### What you should do
Extract each line of the listing below that contains the word "vegetation".

Saved data entries:
»»

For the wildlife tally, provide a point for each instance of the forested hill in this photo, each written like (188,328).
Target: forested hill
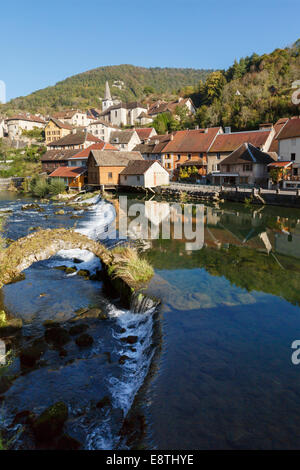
(131,84)
(254,90)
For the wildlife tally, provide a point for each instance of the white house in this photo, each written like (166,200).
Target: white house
(146,174)
(16,124)
(120,113)
(74,117)
(289,150)
(125,140)
(101,129)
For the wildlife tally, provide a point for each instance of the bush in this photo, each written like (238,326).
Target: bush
(56,186)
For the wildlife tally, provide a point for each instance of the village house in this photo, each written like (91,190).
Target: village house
(145,133)
(16,124)
(104,167)
(124,140)
(75,140)
(188,146)
(55,130)
(74,178)
(160,107)
(74,117)
(55,158)
(120,114)
(246,165)
(142,173)
(101,129)
(225,143)
(143,119)
(288,139)
(151,149)
(2,127)
(80,158)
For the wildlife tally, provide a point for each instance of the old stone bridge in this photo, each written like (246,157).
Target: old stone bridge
(42,245)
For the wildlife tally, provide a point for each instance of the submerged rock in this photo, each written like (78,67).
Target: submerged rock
(84,340)
(57,336)
(50,423)
(29,356)
(83,272)
(105,401)
(129,339)
(78,329)
(9,326)
(66,442)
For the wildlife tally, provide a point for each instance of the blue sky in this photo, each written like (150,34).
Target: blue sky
(42,43)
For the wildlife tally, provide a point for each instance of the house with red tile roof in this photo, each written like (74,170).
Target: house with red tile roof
(246,165)
(189,146)
(226,143)
(80,159)
(75,140)
(19,122)
(72,177)
(145,133)
(288,139)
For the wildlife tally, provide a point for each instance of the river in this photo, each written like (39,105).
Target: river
(212,367)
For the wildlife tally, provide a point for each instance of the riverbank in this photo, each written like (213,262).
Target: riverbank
(233,194)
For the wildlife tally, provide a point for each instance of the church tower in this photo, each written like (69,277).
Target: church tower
(107,101)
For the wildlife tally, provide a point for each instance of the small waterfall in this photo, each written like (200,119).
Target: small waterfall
(141,303)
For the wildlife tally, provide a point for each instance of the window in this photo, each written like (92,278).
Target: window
(247,167)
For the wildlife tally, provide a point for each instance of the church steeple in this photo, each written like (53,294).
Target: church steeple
(107,101)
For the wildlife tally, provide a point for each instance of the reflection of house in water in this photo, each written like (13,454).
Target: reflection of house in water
(288,244)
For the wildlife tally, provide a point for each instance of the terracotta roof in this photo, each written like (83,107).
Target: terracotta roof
(60,124)
(197,140)
(105,123)
(67,114)
(123,105)
(68,171)
(26,117)
(144,132)
(113,158)
(230,142)
(138,167)
(280,164)
(198,161)
(123,136)
(247,153)
(290,129)
(277,127)
(164,107)
(58,154)
(99,146)
(78,138)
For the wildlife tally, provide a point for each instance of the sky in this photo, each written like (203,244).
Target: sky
(45,42)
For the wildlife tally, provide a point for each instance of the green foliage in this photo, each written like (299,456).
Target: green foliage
(56,186)
(35,133)
(83,90)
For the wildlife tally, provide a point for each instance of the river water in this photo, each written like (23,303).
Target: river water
(211,369)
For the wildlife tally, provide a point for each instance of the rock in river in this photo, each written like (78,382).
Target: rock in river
(50,423)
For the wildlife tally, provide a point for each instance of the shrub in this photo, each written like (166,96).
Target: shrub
(57,186)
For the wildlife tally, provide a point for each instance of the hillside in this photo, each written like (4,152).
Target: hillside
(255,90)
(85,89)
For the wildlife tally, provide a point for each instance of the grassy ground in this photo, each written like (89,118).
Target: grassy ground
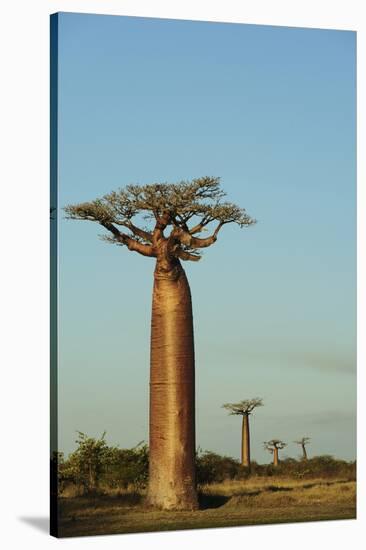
(232,503)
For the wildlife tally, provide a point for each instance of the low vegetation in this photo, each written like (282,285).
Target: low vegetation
(102,489)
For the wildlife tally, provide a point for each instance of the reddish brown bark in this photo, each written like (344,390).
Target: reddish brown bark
(245,444)
(172,482)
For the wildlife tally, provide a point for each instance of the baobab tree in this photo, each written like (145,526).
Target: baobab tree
(273,446)
(303,442)
(177,214)
(244,408)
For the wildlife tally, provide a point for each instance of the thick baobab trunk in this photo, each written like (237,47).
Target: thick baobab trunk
(304,453)
(172,409)
(245,442)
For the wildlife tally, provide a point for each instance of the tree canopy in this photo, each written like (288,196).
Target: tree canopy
(303,441)
(244,407)
(186,208)
(274,444)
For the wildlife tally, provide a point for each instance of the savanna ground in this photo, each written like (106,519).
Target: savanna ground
(254,501)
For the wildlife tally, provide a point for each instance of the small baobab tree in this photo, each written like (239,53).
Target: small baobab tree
(244,409)
(176,215)
(273,447)
(303,442)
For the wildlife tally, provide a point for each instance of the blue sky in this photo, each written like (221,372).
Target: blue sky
(271,110)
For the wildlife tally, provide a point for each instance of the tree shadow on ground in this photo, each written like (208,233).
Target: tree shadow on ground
(211,501)
(275,488)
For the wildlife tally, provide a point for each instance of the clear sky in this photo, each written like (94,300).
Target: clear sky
(271,110)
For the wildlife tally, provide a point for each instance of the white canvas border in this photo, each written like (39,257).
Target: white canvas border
(24,273)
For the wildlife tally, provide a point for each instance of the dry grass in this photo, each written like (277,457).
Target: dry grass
(249,502)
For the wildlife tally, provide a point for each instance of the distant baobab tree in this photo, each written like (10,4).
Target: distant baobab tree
(273,446)
(303,442)
(244,408)
(176,214)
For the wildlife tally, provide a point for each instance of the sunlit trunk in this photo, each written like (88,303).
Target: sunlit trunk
(245,442)
(304,453)
(172,409)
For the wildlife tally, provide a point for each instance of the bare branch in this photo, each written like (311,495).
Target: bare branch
(132,244)
(184,255)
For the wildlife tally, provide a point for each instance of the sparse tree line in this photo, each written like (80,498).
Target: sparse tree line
(96,467)
(245,408)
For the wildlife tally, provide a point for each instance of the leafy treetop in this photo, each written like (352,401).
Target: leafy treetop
(303,441)
(274,444)
(245,407)
(186,208)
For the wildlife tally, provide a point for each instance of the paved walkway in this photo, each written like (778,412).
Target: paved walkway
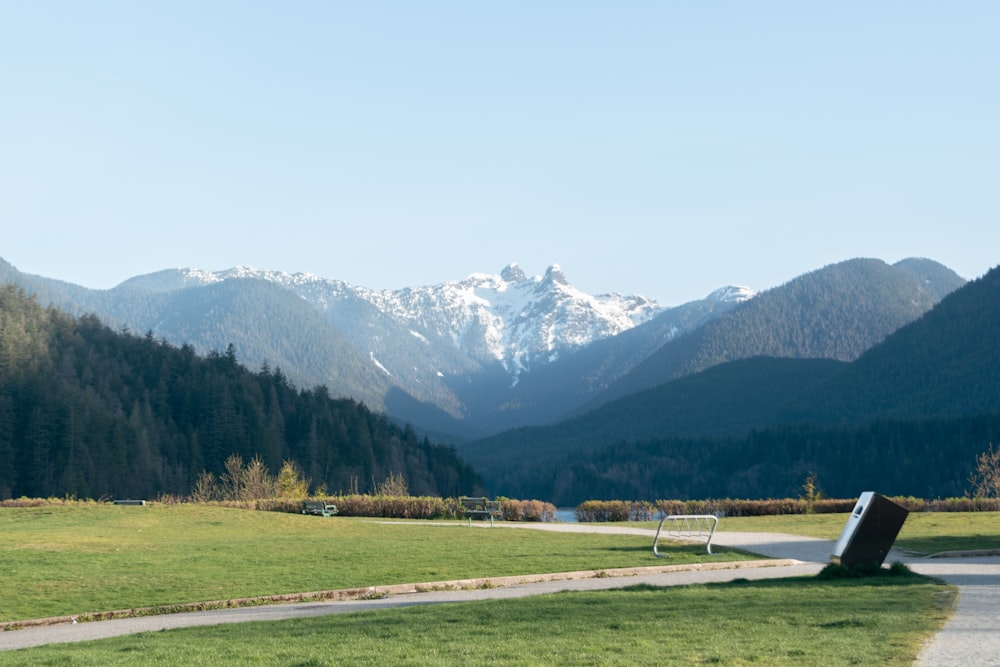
(970,639)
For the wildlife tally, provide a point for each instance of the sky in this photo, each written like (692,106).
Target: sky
(657,148)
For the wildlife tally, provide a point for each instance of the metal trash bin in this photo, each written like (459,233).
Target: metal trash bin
(870,531)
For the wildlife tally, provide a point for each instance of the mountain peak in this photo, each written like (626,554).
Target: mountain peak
(732,294)
(555,275)
(513,273)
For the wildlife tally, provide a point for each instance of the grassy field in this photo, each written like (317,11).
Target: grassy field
(61,560)
(798,622)
(65,560)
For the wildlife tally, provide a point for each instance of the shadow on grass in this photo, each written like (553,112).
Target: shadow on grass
(924,546)
(834,575)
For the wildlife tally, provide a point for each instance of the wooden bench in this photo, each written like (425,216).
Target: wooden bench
(318,508)
(481,508)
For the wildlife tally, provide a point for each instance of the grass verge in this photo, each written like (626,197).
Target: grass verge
(71,560)
(801,622)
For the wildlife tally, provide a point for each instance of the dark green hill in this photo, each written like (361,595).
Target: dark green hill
(906,418)
(836,312)
(726,399)
(90,412)
(945,364)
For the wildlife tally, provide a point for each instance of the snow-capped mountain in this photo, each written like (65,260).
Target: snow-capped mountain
(487,352)
(509,318)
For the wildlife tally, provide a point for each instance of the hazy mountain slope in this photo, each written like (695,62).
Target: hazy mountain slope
(945,364)
(727,398)
(836,312)
(446,357)
(907,417)
(86,411)
(554,390)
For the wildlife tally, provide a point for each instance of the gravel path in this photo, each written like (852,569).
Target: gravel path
(970,639)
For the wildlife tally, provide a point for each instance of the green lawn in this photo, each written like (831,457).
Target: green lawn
(75,559)
(794,622)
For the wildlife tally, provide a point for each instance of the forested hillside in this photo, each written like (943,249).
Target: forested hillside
(90,412)
(907,418)
(837,312)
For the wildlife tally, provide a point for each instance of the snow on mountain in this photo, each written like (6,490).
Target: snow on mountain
(508,318)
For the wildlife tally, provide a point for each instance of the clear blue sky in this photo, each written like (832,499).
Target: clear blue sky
(658,148)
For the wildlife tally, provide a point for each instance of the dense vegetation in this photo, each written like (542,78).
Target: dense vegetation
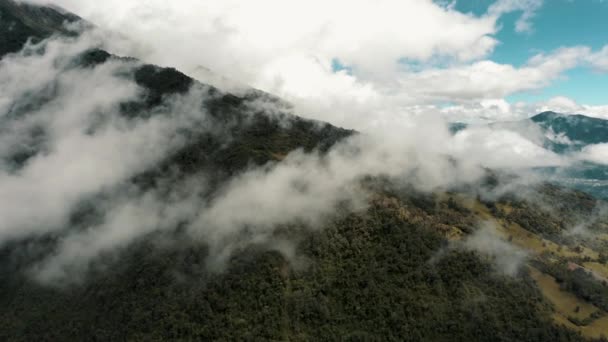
(386,273)
(367,276)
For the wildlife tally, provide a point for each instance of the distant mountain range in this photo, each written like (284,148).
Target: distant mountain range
(565,134)
(402,265)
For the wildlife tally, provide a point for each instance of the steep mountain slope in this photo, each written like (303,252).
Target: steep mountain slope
(20,22)
(400,269)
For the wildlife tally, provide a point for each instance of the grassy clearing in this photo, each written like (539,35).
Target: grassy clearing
(565,305)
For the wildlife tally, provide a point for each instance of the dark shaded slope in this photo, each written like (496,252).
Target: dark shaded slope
(368,277)
(20,22)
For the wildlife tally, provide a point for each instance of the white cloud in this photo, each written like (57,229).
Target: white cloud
(287,48)
(595,153)
(599,60)
(528,7)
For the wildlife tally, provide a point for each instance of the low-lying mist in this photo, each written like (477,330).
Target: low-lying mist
(65,140)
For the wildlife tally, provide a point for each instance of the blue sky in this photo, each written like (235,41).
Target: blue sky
(557,24)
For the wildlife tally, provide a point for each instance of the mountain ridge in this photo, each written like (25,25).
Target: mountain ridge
(402,268)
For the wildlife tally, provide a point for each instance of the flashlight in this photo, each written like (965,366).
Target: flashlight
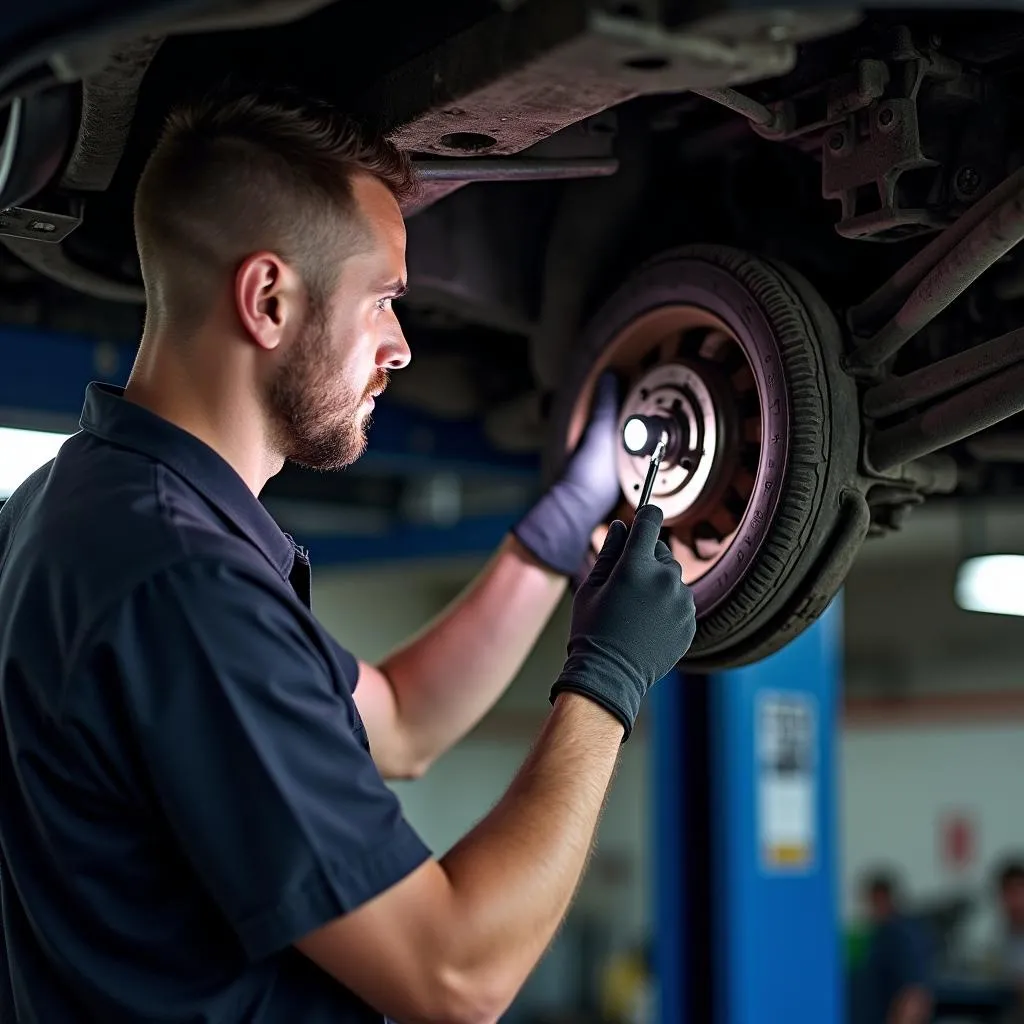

««

### Solution below
For the wildlife tally, provide a point for each instance of the low vegetation in this photo, each written like (282,285).
Target: low vegetation
For the wildlife tally, provide a point for each instance of the dense vegetation in this photo, each written like (542,78).
Target: dense vegetation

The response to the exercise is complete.